*** Opening Provided passage ***

Interrogations of a number of terrorists arrested recently have not only confirmed this
but also revealed that those militants still at large in Punjab are trying to regroup with
help from sympathisers in Pakistan and the UK.
The brunt of the RDX attacks is faced by the army,
both in the North-east and Kashmir. Last August, three persons, including an army
lieutenant, were killed when their jeep was blown up by militants belonging to the United
Liberation Front of Asom. But in Kashmir, security forces face a daily battle with
ingeniously fabricated devices. Every morning road-opening patrols fan out to ensure that
the road surface and the sides are clear of explosive devices. Aware of this, militants
employ ingenious tactics to extract their toll. Last year, an officer was killed when he
tried to remove a rock that was obstructing the road near Kargil. The stone was actually
holding down a pressure-activated trigger that detonated an RDX bomb underneath.

*** Closing Provided passage ***

- **Required work**
[1] Update the stretch of the RDX attacks passage from "Interrogations of a" through "and the UK." so that "sympathisers" becomes "supporters".
[2] Carry the passage on RDX attacks further, picking up after its final sentence.

*** Opening Data extract ***

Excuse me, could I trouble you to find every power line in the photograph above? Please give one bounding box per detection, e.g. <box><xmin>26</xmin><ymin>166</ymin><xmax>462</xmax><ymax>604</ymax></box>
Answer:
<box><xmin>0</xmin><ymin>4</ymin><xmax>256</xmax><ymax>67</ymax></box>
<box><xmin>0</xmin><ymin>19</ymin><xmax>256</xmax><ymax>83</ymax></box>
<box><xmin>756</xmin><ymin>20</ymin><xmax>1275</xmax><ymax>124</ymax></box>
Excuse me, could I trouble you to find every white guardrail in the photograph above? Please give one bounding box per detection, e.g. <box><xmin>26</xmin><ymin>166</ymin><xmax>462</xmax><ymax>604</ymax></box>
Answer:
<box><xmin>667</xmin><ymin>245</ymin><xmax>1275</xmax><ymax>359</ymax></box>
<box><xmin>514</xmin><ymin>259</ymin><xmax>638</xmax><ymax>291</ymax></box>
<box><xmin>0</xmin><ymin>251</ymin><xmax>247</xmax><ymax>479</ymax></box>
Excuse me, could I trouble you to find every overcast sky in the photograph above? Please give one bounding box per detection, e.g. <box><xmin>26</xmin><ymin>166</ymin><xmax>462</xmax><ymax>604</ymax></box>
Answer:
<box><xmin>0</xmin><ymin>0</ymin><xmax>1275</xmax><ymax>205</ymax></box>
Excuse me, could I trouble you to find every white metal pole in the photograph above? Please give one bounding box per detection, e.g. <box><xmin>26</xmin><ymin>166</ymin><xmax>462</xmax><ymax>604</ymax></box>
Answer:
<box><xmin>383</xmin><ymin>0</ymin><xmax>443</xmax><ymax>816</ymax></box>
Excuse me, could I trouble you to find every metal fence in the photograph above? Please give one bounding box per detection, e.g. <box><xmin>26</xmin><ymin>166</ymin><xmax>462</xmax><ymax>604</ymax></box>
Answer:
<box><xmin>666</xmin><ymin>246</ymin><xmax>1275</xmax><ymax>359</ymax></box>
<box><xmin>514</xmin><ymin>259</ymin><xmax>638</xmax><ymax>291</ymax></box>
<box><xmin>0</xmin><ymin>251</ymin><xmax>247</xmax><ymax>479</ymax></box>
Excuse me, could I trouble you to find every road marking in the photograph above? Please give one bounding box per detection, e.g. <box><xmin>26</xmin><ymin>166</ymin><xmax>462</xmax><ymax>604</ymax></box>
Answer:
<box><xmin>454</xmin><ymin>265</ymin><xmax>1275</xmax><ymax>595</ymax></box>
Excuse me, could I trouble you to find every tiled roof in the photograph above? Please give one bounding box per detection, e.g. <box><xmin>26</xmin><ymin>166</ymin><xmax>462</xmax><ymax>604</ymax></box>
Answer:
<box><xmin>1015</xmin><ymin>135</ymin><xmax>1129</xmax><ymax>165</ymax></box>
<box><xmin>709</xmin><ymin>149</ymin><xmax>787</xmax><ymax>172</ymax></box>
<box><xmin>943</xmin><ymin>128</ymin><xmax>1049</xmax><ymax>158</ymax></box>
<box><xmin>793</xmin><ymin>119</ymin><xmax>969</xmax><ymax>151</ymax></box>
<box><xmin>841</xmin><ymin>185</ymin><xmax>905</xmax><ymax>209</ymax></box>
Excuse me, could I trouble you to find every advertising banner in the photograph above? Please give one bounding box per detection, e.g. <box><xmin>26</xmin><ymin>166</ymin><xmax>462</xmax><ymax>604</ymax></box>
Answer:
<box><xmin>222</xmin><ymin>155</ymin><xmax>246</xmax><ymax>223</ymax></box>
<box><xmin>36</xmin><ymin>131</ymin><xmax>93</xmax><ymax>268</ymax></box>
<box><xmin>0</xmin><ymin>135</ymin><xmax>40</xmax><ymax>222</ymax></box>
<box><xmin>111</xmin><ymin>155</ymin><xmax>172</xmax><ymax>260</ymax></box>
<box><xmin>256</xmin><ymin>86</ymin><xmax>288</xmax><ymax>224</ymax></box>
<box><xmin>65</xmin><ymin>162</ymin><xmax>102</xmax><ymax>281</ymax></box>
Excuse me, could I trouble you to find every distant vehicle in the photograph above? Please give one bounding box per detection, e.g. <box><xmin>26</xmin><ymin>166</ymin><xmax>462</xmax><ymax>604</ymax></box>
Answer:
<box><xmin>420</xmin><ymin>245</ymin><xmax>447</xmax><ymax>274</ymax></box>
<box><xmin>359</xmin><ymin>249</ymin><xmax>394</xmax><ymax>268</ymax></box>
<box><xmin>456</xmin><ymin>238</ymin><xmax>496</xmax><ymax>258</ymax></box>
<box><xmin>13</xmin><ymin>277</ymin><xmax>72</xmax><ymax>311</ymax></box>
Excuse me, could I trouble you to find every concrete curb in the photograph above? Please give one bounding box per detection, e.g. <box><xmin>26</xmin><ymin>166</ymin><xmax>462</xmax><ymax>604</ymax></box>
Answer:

*** Closing Data extract ***

- **Exercise responses**
[1]
Interrogations of a number of terrorists arrested recently have not only confirmed this
but also revealed that those militants still at large in Punjab are trying to regroup with
help from supporters in Pakistan and the UK.

[2]
RDX has begun to play a major role in the battle of
attrition in Kashmir. Till 1992 virtually no RDX was recovered by the security forces, but
since then its circulation among militants has been rising steadily. According to
Major-General P.P. Bindra of the army's Northern Command in Udhampur, RDX devices
detonated by timers or radio triggers enable militants to attack security forces with
relative safety for themselves. Bindra says this is part of urban guerrilla-warfare
tactics. This is confirmed by Abdul Rashid, a recently-captured Pakistan-trained militant
of the Harkat-ul-Ansar, who says that a group of 10 militants has at least one explosives
expert. According to
P.S. Gill, igp, Kashmir range, with the police and army
neutralising their striking power, the militants are using explosives to "extract a
toll on the security forces through remote-controlled blasts".
Until 1996, militants were using heavier improvised
explosive devices (IEDs) detonated by mechanical means. Now they use sophisticated
electronic triggers. By refining its drills, the army has considerably reduced the risk of
explosives planted on the roads but is fortifying its defences by equipping itself with
IED neutralisers such as mine-proof trucks and electronic jammers to block triggering
signals. "The human toll apart, the rising IED menace leads to the fear of the
unknown and can affect the troops' psyche and morale," says Lt-General Krishan Pal,
GOC-in-C, 15 Corps, in Srinagar.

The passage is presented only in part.